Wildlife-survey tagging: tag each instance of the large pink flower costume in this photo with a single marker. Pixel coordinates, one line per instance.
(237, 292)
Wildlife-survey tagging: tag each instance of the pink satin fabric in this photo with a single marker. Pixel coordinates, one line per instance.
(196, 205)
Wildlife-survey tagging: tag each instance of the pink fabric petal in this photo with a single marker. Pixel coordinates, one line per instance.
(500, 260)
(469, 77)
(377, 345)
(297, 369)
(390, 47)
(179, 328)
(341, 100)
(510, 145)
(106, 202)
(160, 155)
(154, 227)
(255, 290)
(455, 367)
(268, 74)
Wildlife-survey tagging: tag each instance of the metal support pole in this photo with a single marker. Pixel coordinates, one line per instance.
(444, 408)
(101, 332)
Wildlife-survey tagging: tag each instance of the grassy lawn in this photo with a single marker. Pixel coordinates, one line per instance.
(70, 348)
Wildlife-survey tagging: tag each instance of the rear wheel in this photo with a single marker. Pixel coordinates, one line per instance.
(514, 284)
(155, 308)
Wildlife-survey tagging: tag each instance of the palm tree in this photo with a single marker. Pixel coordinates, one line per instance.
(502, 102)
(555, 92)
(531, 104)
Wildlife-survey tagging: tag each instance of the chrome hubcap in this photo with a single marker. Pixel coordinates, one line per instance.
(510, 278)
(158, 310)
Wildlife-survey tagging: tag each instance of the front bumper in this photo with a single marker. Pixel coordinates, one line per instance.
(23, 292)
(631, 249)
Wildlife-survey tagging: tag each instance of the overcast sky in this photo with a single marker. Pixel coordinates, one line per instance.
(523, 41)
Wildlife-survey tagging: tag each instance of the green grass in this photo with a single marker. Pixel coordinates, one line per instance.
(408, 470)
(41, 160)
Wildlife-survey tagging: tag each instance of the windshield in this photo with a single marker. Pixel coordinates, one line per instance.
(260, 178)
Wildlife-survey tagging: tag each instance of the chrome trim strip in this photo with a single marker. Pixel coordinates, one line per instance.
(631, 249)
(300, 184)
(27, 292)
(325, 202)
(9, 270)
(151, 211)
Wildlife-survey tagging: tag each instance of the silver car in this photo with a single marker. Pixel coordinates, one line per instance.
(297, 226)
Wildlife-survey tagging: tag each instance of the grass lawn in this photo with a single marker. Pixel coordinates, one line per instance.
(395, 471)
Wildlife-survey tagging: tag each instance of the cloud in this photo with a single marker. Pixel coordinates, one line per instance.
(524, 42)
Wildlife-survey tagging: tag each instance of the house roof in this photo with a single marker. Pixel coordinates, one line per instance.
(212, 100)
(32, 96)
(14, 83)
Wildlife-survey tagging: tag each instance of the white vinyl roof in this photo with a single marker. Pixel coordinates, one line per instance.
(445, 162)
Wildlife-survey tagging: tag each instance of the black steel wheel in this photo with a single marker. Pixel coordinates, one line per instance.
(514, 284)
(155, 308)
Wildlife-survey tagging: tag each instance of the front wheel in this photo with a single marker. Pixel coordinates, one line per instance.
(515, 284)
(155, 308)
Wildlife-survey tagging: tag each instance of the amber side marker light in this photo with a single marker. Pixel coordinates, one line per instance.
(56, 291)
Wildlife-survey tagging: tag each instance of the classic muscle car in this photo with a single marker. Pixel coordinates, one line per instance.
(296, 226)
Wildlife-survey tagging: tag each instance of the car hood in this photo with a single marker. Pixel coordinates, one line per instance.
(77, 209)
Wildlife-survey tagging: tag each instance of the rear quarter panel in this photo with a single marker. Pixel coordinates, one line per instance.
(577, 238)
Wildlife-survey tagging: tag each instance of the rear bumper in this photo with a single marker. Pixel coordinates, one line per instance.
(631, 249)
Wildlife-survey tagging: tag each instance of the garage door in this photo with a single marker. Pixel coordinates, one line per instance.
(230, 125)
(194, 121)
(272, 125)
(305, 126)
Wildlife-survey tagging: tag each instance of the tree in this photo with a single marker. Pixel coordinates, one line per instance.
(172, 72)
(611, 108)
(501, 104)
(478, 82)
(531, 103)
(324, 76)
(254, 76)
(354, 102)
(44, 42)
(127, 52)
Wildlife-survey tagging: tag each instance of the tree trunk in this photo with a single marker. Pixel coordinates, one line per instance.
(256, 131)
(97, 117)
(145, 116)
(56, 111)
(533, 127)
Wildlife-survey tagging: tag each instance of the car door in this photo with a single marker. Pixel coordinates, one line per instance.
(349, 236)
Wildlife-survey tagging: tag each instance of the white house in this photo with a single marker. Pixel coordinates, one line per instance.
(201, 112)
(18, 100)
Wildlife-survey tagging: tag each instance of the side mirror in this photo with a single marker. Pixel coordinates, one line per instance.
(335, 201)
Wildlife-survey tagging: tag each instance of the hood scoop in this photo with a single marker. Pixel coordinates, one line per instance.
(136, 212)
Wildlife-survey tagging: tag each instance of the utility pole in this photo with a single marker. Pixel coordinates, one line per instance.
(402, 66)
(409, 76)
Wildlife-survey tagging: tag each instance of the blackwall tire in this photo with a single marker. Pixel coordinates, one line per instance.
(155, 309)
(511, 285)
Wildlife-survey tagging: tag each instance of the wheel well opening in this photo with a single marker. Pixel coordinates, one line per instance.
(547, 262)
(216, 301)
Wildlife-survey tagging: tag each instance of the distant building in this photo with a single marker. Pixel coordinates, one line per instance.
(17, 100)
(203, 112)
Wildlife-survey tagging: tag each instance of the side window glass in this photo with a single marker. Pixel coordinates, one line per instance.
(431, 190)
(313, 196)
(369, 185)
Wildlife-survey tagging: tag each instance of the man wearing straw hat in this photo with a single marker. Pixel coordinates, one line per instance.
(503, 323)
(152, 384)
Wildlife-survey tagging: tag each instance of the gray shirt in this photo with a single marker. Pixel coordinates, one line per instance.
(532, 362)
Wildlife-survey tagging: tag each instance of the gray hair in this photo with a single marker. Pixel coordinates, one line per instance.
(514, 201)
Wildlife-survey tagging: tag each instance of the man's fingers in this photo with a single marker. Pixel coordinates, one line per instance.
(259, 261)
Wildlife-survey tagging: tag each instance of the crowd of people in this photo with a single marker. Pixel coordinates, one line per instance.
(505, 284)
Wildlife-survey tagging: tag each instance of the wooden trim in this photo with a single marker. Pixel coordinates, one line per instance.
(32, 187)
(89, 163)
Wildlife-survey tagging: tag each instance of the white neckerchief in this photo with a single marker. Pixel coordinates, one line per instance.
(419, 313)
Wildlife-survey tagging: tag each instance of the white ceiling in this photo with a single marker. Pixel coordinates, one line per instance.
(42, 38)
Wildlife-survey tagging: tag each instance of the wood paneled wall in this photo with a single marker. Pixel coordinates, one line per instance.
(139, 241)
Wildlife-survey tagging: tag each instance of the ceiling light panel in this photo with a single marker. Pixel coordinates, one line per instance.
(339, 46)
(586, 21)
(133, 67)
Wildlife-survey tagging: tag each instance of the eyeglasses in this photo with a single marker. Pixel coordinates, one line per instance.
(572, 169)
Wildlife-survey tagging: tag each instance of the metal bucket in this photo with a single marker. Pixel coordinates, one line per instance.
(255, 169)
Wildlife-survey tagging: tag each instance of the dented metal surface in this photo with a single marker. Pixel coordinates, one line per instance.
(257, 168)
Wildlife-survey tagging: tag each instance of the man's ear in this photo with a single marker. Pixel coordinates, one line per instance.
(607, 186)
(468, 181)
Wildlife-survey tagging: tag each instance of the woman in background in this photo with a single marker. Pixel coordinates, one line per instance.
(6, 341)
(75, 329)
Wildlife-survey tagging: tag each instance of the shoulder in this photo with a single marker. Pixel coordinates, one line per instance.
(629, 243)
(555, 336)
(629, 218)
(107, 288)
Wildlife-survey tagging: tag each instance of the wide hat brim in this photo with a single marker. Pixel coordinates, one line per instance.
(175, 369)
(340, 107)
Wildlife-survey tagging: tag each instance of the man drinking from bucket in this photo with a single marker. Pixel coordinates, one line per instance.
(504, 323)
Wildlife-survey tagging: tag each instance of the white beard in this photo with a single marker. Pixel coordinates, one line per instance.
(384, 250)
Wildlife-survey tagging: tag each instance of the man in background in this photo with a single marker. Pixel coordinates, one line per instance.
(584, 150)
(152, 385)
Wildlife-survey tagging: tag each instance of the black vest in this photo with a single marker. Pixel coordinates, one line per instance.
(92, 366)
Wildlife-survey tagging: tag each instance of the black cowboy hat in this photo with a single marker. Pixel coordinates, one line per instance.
--- --- ---
§ **Aim**: Extract every line from the one containing "Wildlife-survey tagging: tag each instance of the man drinking" to the end of the entries, including both of those lines, exactly as given and with nothing added.

§ **Expected output**:
Wildlife-survey tagging: tag each instance of the man drinking from bucket in this photo with a single marker. Pixel coordinates, one line per instance.
(504, 323)
Wildlife-survey tagging: tag each instance of the white beard in this photo with a single marker. Pixel coordinates, one line per instance.
(384, 250)
Wildlife-survey tagging: tag each instance of the man in background in this photo with a single marker. Pixel coordinates, one line per instance.
(584, 150)
(152, 385)
Wildlife-survey tagging: tag each instance of the black vest in this photo with a single marker. Pixel coordinates, one line per instance.
(92, 366)
Wildlife-survey tagging: tag each instance of the black cowboy hat in this photo with a single marker. Pixel coordinates, one line per instance.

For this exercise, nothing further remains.